---------- EXERCISE MATERIALS

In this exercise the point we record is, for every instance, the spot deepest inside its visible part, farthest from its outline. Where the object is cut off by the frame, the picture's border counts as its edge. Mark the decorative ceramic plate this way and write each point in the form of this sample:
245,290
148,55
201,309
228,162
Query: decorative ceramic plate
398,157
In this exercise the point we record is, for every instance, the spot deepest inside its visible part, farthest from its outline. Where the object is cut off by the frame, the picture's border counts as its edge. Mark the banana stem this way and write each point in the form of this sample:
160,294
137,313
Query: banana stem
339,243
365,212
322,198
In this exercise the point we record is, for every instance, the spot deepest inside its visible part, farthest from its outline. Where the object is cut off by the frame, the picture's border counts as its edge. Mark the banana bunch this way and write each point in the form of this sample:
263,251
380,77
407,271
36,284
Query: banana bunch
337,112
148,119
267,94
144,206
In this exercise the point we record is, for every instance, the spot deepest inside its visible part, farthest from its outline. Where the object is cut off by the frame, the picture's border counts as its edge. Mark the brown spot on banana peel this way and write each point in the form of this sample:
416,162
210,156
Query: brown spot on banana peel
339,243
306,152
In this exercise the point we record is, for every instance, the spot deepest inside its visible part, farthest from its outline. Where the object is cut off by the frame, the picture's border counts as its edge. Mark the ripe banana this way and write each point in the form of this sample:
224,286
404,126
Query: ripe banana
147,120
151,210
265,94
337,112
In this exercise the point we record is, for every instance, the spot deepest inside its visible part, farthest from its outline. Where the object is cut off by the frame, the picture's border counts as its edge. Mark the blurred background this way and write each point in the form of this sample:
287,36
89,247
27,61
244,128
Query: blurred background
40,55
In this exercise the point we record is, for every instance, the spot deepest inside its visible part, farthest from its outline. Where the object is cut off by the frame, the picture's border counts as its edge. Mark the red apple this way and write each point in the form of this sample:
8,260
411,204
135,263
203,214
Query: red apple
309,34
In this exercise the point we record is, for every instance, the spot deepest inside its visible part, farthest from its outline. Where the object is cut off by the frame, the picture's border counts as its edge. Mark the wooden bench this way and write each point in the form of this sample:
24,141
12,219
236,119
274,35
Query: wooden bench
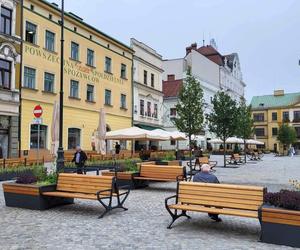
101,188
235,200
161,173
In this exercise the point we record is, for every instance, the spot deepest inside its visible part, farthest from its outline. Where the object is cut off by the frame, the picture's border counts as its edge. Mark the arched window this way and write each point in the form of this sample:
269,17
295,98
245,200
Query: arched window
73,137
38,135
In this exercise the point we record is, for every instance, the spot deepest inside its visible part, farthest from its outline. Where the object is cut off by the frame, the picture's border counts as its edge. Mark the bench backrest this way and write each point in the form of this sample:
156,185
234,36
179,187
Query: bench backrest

--------------------
---------- EXERCISE MATERIALS

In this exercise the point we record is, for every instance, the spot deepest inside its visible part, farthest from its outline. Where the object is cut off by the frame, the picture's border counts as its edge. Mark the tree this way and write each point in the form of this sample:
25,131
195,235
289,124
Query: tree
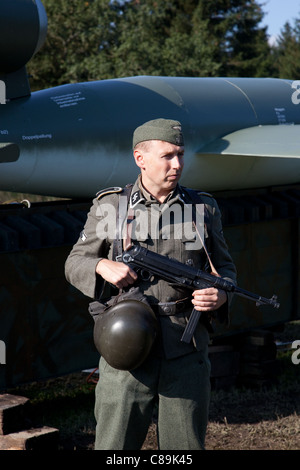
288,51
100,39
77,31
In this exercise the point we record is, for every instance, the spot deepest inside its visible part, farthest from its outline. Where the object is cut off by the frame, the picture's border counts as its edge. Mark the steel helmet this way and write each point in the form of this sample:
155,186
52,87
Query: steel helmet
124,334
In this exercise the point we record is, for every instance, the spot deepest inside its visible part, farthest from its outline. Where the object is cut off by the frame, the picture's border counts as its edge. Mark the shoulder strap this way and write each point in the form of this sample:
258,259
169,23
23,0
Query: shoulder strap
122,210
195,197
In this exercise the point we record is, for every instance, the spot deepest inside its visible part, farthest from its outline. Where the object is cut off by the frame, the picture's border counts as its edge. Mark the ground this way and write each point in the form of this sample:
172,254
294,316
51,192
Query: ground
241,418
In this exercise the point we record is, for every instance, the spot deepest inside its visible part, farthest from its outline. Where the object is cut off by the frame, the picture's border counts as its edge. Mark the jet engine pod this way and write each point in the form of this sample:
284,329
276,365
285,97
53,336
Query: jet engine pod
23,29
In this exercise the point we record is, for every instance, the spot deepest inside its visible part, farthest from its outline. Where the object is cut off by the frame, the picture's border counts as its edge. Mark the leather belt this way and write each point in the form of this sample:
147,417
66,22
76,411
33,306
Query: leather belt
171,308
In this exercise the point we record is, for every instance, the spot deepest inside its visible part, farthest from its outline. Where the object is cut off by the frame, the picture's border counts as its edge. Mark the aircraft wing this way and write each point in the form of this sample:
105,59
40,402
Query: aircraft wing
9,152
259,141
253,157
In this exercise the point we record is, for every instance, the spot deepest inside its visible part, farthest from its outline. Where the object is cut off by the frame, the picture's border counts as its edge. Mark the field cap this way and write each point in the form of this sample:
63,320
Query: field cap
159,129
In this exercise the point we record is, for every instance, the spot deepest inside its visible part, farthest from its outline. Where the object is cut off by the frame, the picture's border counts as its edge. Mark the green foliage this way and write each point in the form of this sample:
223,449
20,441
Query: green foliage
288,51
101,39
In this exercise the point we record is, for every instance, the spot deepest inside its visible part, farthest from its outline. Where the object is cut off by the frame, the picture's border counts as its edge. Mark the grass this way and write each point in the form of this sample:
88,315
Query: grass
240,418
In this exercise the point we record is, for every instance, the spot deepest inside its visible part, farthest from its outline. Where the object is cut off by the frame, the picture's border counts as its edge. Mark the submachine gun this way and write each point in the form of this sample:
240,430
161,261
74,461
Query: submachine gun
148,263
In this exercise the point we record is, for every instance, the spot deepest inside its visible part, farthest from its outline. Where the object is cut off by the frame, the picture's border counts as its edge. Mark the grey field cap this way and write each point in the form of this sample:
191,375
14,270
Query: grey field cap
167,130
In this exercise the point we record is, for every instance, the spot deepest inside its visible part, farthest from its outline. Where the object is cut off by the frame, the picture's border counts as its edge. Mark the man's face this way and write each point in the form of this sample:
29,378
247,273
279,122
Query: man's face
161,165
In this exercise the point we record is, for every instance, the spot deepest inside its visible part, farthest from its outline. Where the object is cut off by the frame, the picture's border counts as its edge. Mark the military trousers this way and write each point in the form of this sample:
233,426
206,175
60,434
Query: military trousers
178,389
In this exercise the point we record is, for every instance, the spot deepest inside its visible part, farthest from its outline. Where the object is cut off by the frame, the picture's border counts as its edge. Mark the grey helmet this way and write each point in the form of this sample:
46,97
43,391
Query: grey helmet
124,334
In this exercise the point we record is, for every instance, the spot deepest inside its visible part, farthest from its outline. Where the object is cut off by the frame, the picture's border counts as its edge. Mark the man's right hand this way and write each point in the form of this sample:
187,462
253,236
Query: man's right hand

--------------------
---------- EXERCISE MATERIALS

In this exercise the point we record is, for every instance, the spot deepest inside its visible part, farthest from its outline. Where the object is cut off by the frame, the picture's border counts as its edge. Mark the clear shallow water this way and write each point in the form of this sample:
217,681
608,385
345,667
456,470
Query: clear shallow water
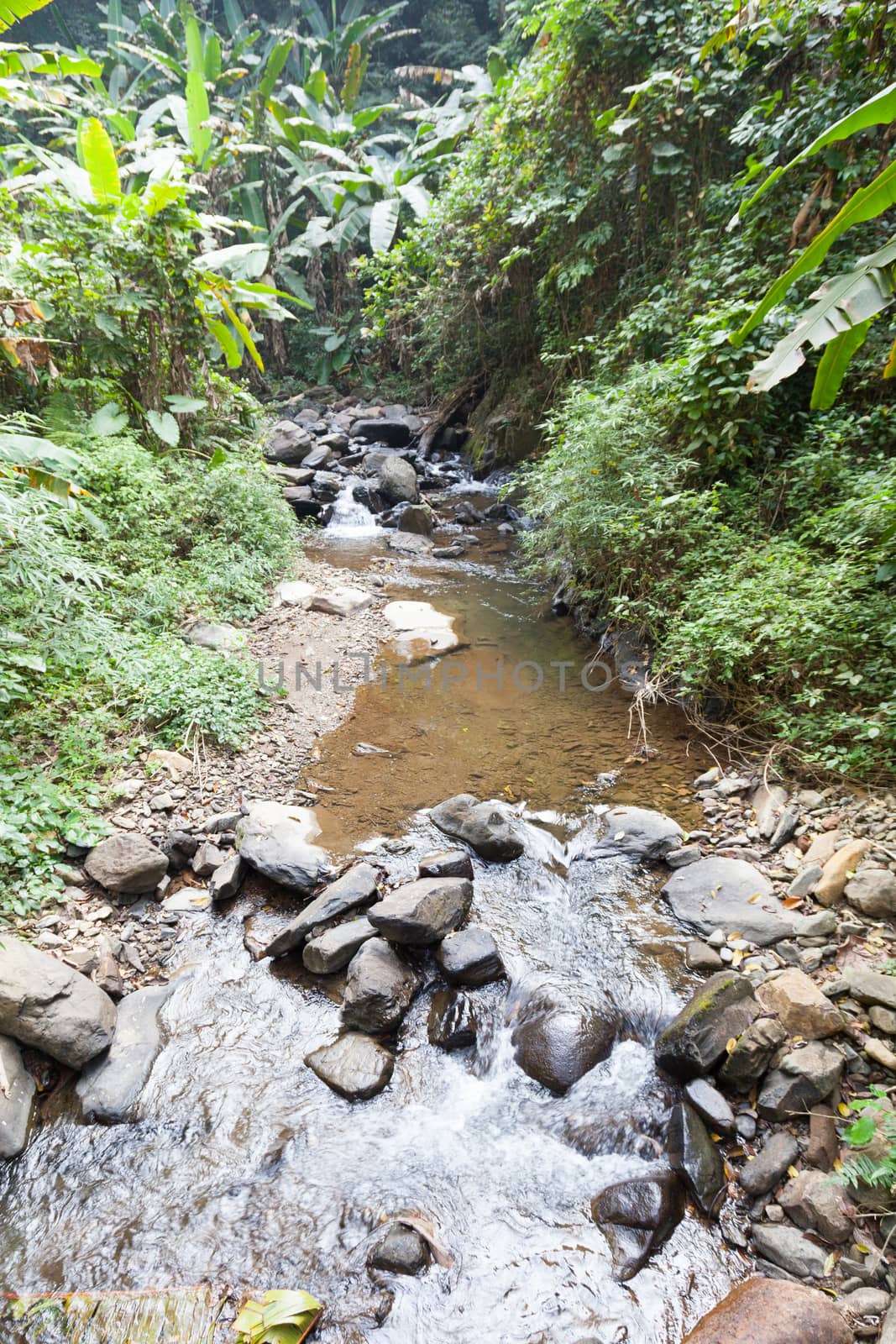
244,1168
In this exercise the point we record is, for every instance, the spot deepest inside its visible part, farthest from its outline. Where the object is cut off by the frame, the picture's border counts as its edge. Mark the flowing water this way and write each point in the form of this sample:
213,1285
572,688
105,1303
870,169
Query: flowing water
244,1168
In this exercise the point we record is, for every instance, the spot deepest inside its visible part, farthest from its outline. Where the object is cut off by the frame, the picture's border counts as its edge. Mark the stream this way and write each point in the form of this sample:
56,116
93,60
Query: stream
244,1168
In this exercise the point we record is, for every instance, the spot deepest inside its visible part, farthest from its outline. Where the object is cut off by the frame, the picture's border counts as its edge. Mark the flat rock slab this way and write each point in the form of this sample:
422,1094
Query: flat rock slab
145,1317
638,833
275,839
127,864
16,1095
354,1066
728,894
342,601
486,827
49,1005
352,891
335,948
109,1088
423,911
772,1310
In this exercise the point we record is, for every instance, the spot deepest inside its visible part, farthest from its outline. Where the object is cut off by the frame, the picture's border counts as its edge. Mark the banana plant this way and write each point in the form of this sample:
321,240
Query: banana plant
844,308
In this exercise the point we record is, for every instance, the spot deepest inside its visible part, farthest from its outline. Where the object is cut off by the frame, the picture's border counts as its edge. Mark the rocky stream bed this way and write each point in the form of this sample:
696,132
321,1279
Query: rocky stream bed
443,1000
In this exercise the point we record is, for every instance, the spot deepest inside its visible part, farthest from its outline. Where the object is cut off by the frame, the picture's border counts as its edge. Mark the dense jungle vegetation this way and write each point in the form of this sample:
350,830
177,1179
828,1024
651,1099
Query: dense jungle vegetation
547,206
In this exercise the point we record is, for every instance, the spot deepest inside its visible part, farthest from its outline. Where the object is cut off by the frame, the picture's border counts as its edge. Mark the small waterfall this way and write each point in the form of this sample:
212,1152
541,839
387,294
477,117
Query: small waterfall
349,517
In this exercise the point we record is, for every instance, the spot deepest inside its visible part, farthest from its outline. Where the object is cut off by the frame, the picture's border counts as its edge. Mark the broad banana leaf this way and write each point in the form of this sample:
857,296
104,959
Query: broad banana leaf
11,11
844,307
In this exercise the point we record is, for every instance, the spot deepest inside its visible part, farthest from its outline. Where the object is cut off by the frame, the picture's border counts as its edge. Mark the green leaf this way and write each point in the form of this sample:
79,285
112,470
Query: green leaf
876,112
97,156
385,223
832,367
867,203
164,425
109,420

--------------------

_REQUIRED ACTION_
Each line in the records above with "right" must be returned.

_REPLY TO THE TASK_
In this exercise the point we record is, for every instance, the spot deepest inside its visible part, farthest from its outline. Where the object is cut off by the frame, the picture's border counts as its edge. Mark the man's right hand this way and write each point in the form of this sample:
Query: man's right hand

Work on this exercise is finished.